__Materials provided__:

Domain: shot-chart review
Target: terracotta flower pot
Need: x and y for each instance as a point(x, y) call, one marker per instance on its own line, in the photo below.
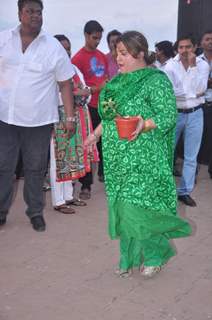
point(126, 126)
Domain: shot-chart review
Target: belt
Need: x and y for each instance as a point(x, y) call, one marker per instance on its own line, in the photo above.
point(189, 110)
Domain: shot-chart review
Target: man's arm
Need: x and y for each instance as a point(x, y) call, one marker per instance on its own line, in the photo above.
point(66, 89)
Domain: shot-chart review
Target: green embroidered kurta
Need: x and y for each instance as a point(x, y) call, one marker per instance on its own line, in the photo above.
point(140, 188)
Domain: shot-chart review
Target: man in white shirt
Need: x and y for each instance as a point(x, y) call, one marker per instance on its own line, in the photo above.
point(32, 65)
point(193, 75)
point(206, 146)
point(164, 54)
point(164, 51)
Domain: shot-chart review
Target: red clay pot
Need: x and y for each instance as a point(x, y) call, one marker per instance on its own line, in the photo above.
point(126, 126)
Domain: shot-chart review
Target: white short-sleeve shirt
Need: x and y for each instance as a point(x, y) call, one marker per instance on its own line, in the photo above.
point(28, 81)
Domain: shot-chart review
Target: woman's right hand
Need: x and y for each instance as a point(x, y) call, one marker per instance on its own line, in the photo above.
point(90, 140)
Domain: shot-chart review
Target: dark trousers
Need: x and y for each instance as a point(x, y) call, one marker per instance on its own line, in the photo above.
point(33, 144)
point(87, 180)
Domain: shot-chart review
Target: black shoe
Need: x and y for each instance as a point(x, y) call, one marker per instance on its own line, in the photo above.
point(38, 223)
point(186, 199)
point(101, 178)
point(3, 221)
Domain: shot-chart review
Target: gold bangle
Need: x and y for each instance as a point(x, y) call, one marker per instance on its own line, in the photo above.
point(96, 137)
point(146, 126)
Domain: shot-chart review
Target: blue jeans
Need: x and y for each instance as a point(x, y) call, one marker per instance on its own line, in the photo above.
point(191, 125)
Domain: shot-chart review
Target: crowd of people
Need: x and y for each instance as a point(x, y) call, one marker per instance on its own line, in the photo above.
point(59, 110)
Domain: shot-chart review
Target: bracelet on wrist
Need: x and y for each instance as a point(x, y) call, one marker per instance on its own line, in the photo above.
point(146, 127)
point(71, 119)
point(96, 137)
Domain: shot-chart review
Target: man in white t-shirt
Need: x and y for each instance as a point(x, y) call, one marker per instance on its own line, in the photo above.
point(206, 147)
point(192, 72)
point(32, 65)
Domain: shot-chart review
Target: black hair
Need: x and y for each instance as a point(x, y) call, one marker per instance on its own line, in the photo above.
point(112, 33)
point(204, 33)
point(21, 3)
point(186, 37)
point(166, 47)
point(93, 26)
point(61, 37)
point(135, 42)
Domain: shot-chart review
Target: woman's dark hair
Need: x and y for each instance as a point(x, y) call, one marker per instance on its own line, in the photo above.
point(93, 26)
point(61, 37)
point(135, 42)
point(21, 3)
point(204, 33)
point(112, 33)
point(166, 47)
point(186, 37)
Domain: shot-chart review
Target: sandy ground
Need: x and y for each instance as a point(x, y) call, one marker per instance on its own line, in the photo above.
point(67, 272)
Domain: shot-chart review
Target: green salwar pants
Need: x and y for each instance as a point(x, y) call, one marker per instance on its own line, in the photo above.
point(154, 251)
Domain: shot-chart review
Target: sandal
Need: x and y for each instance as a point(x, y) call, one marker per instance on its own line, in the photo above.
point(123, 273)
point(76, 202)
point(85, 194)
point(149, 272)
point(65, 209)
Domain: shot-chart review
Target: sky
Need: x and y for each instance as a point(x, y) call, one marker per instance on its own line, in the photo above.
point(156, 19)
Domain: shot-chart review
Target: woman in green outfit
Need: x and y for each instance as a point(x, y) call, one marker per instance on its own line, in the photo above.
point(139, 183)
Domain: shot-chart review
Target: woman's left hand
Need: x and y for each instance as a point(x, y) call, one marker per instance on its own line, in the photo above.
point(138, 130)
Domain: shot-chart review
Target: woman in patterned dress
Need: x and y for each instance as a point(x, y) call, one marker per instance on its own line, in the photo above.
point(140, 188)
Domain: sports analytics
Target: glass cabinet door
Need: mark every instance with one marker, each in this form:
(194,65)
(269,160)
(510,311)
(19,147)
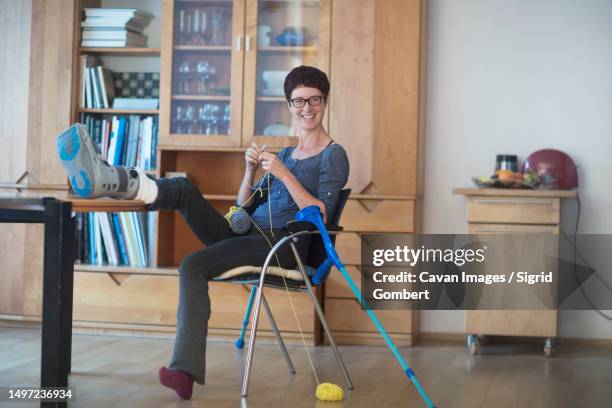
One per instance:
(206,72)
(281,34)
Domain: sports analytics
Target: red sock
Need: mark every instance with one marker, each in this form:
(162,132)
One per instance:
(179,381)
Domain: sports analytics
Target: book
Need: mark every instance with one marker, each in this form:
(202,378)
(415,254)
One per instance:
(109,240)
(102,13)
(124,35)
(105,77)
(120,239)
(105,24)
(130,237)
(113,43)
(95,89)
(87,61)
(135,103)
(140,239)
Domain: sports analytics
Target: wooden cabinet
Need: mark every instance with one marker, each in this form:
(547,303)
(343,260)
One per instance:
(491,211)
(373,59)
(223,67)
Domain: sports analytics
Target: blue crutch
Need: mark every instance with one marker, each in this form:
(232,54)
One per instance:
(312,214)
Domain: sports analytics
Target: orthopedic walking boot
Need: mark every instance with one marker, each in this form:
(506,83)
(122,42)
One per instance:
(90,176)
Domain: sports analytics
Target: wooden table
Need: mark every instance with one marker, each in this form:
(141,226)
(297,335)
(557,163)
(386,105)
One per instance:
(58,270)
(513,211)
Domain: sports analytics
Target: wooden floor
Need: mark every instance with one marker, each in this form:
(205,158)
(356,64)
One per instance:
(122,372)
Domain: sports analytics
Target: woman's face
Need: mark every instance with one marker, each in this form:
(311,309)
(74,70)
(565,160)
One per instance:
(307,116)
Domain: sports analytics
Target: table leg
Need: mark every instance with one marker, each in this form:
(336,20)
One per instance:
(57,295)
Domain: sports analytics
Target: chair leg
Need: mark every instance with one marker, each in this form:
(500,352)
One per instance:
(277,334)
(245,322)
(255,320)
(320,313)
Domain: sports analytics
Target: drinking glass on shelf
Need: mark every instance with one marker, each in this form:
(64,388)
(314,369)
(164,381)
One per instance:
(185,72)
(179,117)
(204,26)
(195,27)
(188,27)
(203,72)
(202,119)
(214,118)
(225,120)
(182,33)
(189,118)
(212,73)
(216,27)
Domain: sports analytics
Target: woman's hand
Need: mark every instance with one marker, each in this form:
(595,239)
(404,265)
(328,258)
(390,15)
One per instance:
(252,157)
(270,162)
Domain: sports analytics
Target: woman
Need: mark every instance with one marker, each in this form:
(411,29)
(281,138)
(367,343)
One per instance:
(313,173)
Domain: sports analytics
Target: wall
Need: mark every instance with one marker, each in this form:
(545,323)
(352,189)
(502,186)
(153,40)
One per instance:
(15,26)
(515,76)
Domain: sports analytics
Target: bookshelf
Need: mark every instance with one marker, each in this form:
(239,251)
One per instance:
(383,143)
(104,121)
(112,111)
(125,51)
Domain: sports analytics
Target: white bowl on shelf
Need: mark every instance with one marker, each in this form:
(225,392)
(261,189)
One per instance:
(272,92)
(274,75)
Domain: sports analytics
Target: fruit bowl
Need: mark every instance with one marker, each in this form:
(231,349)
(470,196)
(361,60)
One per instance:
(508,180)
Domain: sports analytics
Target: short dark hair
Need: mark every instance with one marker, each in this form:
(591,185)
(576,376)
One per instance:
(306,76)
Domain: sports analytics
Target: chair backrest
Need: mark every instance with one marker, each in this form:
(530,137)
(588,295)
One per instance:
(316,253)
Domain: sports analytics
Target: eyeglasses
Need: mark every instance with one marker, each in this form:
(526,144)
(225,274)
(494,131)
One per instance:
(312,101)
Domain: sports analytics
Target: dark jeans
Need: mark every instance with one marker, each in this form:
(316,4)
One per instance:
(224,250)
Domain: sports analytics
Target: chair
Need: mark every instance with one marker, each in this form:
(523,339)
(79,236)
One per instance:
(300,280)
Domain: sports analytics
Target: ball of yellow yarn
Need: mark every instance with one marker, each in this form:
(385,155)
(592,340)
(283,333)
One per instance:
(329,392)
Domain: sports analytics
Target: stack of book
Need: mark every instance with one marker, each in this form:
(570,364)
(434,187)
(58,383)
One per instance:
(97,89)
(125,140)
(105,27)
(115,238)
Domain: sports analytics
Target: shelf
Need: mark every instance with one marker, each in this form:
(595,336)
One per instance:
(120,111)
(201,97)
(24,186)
(515,192)
(280,48)
(217,48)
(121,51)
(200,148)
(208,2)
(123,269)
(220,197)
(271,99)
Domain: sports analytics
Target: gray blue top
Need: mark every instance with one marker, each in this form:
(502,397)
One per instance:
(322,175)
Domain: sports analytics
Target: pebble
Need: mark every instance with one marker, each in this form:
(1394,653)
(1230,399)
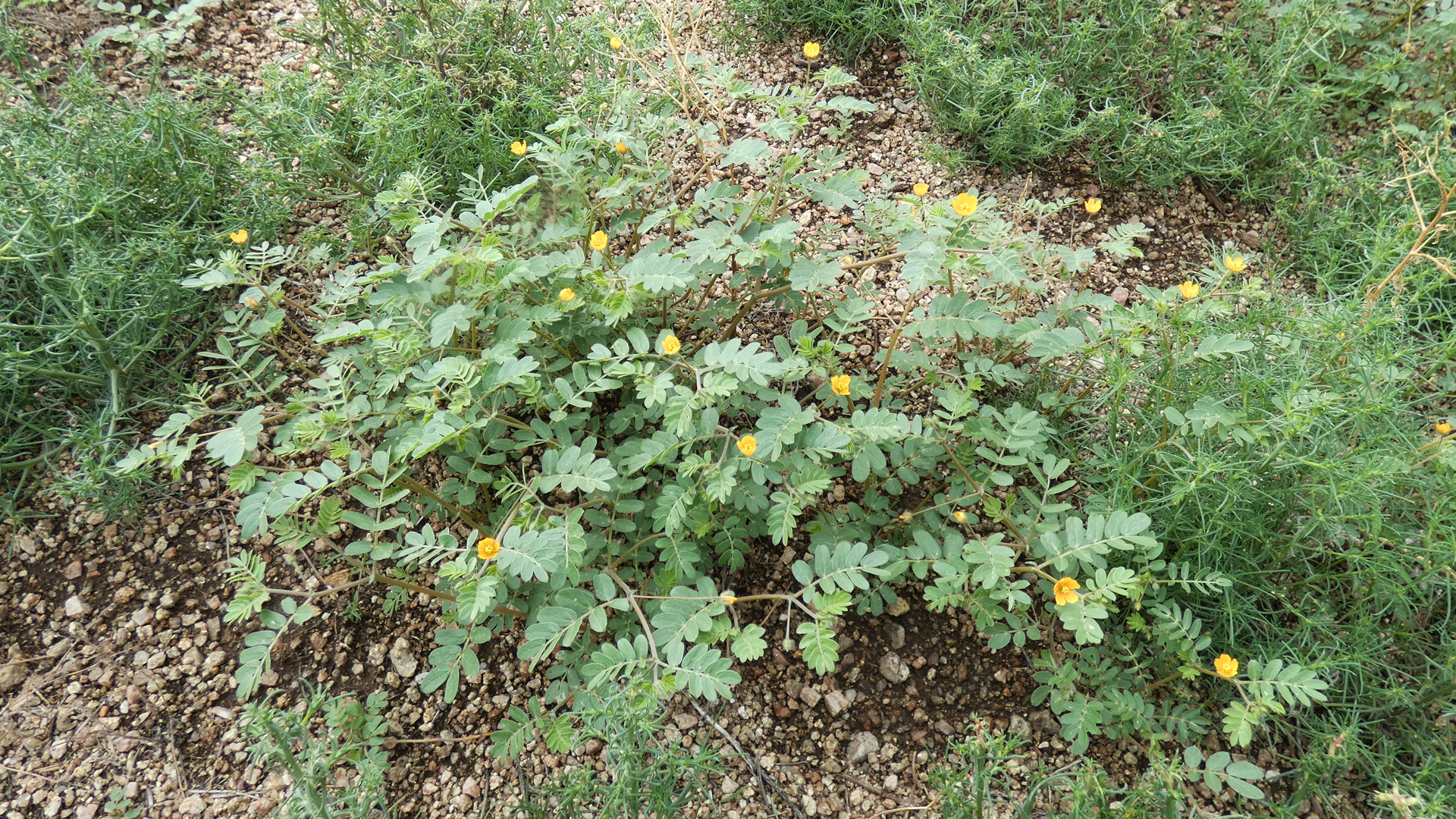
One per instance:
(894,670)
(402,659)
(861,746)
(836,703)
(76,607)
(897,634)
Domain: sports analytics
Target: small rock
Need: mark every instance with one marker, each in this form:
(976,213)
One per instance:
(12,675)
(894,670)
(76,607)
(861,746)
(836,703)
(897,634)
(1043,723)
(402,659)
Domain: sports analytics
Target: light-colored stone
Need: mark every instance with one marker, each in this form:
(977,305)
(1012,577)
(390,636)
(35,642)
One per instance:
(402,659)
(894,670)
(836,703)
(861,746)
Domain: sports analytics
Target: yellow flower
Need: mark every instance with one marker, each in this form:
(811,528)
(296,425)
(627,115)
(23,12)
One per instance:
(1226,667)
(747,445)
(1066,591)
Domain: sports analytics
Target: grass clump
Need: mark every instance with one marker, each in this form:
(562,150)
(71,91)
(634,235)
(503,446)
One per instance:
(437,91)
(102,206)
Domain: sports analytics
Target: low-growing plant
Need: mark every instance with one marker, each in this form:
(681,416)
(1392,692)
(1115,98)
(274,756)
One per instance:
(102,205)
(549,410)
(460,83)
(335,768)
(645,773)
(153,31)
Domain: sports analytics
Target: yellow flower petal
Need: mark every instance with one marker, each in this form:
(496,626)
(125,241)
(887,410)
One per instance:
(1066,591)
(1226,667)
(747,445)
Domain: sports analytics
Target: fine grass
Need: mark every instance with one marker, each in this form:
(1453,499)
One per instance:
(104,202)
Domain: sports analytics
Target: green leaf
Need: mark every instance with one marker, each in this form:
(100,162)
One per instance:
(234,444)
(819,645)
(748,645)
(813,276)
(576,468)
(745,152)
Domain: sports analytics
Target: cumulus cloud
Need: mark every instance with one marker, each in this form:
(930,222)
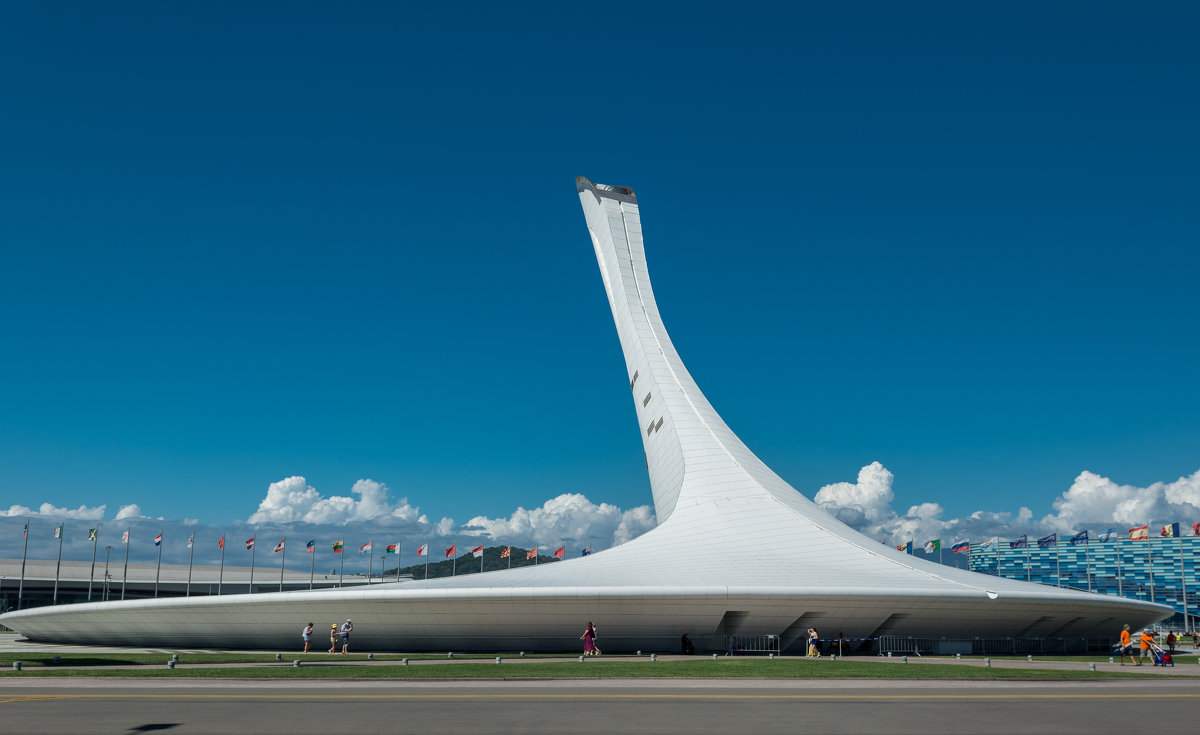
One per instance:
(1092,500)
(81,513)
(569,517)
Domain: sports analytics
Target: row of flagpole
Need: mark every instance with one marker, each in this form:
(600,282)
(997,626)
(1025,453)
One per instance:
(281,548)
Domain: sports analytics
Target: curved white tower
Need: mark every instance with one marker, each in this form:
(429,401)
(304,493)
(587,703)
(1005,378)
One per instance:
(737,550)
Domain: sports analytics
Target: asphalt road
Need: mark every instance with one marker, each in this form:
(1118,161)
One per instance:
(595,706)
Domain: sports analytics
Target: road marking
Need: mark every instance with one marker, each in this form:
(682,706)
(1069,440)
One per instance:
(600,695)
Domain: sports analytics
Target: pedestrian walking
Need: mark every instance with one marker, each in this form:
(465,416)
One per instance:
(347,627)
(1126,646)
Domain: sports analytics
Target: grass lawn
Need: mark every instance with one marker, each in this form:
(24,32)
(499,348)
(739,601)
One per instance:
(700,668)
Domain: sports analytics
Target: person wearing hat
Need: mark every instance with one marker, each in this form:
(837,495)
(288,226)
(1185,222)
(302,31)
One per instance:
(346,634)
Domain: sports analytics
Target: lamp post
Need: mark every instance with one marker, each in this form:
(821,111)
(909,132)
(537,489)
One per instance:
(107,550)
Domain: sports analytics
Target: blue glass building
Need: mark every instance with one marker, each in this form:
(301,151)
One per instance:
(1155,569)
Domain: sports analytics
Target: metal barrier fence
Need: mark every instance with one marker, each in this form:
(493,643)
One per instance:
(751,644)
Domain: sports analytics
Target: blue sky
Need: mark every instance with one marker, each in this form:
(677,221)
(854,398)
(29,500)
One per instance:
(246,244)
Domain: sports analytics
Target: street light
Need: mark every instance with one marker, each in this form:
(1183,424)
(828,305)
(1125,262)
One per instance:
(107,549)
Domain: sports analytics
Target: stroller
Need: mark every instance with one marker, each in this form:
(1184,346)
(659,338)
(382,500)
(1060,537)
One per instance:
(1162,658)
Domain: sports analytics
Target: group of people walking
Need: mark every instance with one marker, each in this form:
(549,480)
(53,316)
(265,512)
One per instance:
(339,635)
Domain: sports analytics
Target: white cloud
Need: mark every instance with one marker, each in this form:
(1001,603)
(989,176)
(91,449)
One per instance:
(569,517)
(81,513)
(1092,500)
(129,512)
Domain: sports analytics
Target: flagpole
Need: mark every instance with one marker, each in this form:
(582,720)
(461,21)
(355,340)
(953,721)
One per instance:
(59,566)
(191,555)
(159,568)
(125,573)
(91,575)
(1087,561)
(221,572)
(21,589)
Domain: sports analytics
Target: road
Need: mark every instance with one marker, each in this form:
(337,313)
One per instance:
(630,707)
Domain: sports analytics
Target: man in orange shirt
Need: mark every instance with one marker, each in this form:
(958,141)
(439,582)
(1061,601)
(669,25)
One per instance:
(1127,646)
(1147,639)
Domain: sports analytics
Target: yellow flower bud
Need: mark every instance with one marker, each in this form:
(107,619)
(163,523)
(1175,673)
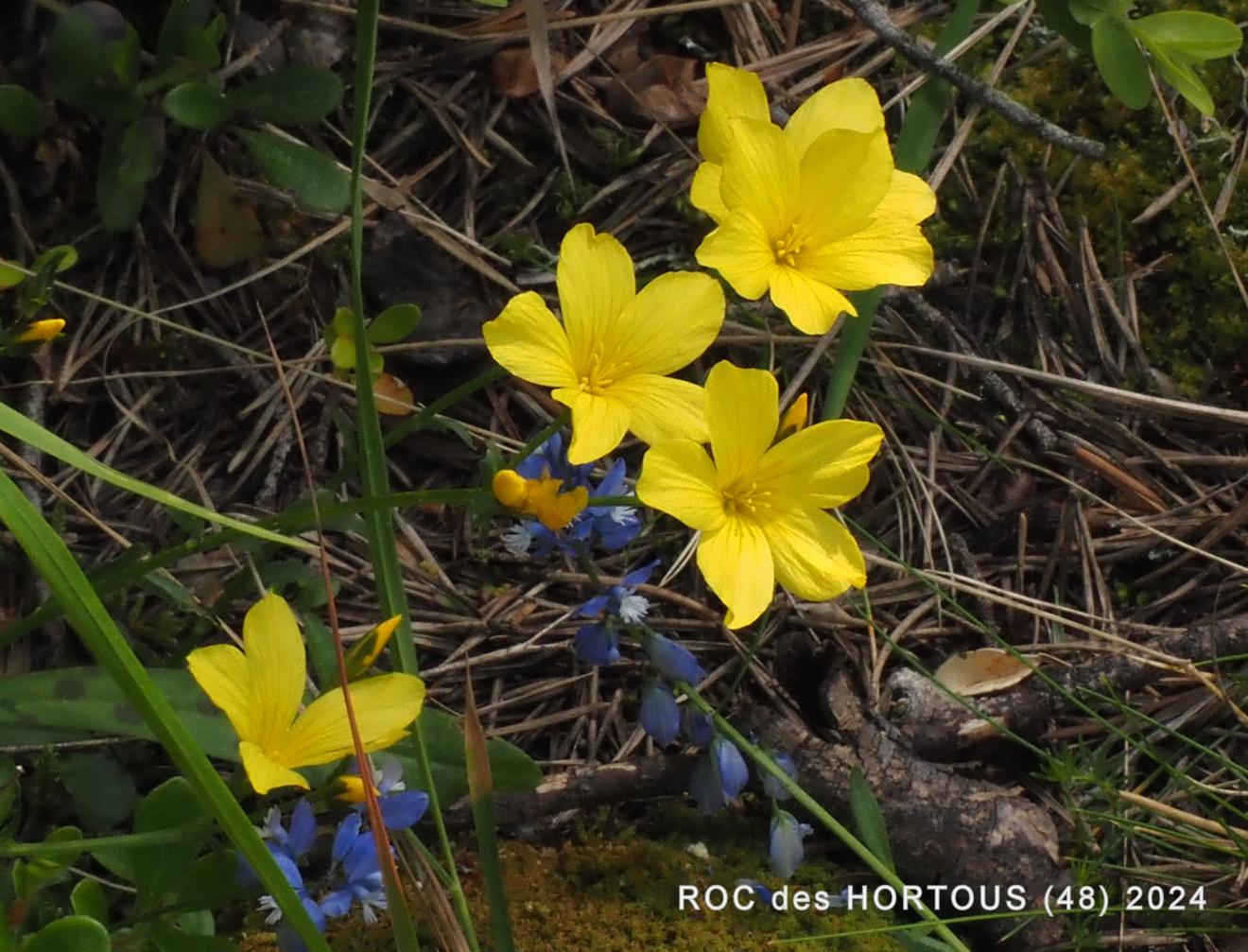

__Exercise objective__: Every line above in which the word "walking" occurs is to be copied.

__Response__:
Target: orthopedic walking boot
Target: pedestrian walking
Target: group of people walking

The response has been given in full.